_YOUR INSTRUCTIONS:_
The answer should contain every record below, output exactly.

Referring expression data
* * * * *

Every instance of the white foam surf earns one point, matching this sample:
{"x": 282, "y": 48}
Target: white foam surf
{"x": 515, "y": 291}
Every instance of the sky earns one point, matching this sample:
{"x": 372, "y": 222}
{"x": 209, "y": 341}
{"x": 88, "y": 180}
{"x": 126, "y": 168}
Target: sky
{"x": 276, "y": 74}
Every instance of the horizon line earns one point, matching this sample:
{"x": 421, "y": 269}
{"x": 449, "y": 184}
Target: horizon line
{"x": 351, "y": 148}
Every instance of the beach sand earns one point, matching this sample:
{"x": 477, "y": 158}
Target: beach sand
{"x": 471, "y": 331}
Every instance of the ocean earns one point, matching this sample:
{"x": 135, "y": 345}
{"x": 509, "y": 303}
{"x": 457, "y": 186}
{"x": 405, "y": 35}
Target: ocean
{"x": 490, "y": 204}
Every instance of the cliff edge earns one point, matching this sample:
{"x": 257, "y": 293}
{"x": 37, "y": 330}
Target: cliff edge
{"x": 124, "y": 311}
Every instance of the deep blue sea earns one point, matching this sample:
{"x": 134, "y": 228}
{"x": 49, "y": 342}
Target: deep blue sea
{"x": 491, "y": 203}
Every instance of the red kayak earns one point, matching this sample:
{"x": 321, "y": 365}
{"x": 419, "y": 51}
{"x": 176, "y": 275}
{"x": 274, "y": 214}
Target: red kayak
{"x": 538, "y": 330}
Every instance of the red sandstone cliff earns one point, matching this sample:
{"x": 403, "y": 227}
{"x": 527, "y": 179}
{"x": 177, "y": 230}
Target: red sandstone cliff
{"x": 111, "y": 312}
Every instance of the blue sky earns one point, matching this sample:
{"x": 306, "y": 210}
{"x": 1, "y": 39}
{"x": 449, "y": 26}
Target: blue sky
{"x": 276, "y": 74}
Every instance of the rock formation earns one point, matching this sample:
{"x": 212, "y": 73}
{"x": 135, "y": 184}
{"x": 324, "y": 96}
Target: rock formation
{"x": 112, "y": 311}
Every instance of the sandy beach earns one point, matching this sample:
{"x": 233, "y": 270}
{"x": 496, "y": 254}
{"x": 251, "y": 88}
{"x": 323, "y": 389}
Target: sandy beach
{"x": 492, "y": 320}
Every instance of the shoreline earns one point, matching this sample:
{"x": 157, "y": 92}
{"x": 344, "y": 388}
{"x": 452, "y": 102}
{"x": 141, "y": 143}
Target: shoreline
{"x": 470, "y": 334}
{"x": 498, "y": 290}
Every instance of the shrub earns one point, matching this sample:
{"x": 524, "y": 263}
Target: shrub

* * * * *

_ANSWER:_
Every instance of the white foam surf earns one point, matching this sample:
{"x": 282, "y": 48}
Target: white foam surf
{"x": 515, "y": 291}
Every instance of the sky earns one point, matching this sample:
{"x": 372, "y": 222}
{"x": 209, "y": 341}
{"x": 88, "y": 180}
{"x": 126, "y": 168}
Target: sky
{"x": 276, "y": 74}
Every instance of the horizon line earns one point, matching this sample:
{"x": 421, "y": 269}
{"x": 449, "y": 184}
Target: horizon line
{"x": 351, "y": 148}
Every instance of the beach sand earns one point, matching this sample:
{"x": 477, "y": 158}
Target: beach sand
{"x": 471, "y": 331}
Every instance of the ocean earns one point, matching this sample:
{"x": 135, "y": 345}
{"x": 509, "y": 303}
{"x": 457, "y": 186}
{"x": 405, "y": 35}
Target: ocean
{"x": 490, "y": 204}
Every instance of the cliff edge earns one point, matching this sample:
{"x": 257, "y": 293}
{"x": 37, "y": 330}
Target: cliff edge
{"x": 124, "y": 311}
Every instance of the deep blue sea earns one point, matching this sample:
{"x": 134, "y": 228}
{"x": 49, "y": 342}
Target: deep blue sea
{"x": 491, "y": 203}
Every instance of the red kayak earns one point, matching this sample:
{"x": 321, "y": 365}
{"x": 419, "y": 51}
{"x": 176, "y": 275}
{"x": 274, "y": 214}
Target: red kayak
{"x": 538, "y": 330}
Every instance of the red sandstone cliff earns one point, matching this sample:
{"x": 403, "y": 227}
{"x": 527, "y": 179}
{"x": 177, "y": 230}
Target: red sandstone cliff
{"x": 111, "y": 312}
Every instance of the blue sky earns one point, matching this sample:
{"x": 306, "y": 210}
{"x": 1, "y": 39}
{"x": 449, "y": 26}
Target: blue sky
{"x": 276, "y": 74}
Every instance of the rock formation earns one point, matching this sample:
{"x": 212, "y": 73}
{"x": 135, "y": 184}
{"x": 324, "y": 96}
Target: rock formation
{"x": 112, "y": 311}
Every instance of the sandy beach earns one point, matching this sample:
{"x": 233, "y": 270}
{"x": 496, "y": 254}
{"x": 251, "y": 88}
{"x": 323, "y": 389}
Target: sandy beach
{"x": 492, "y": 320}
Every instance of the shoreline earns one point, matching this sample:
{"x": 157, "y": 92}
{"x": 344, "y": 388}
{"x": 452, "y": 102}
{"x": 141, "y": 143}
Target: shoreline
{"x": 470, "y": 334}
{"x": 498, "y": 290}
Every instance of the shrub earns one point, matching this sample:
{"x": 524, "y": 263}
Target: shrub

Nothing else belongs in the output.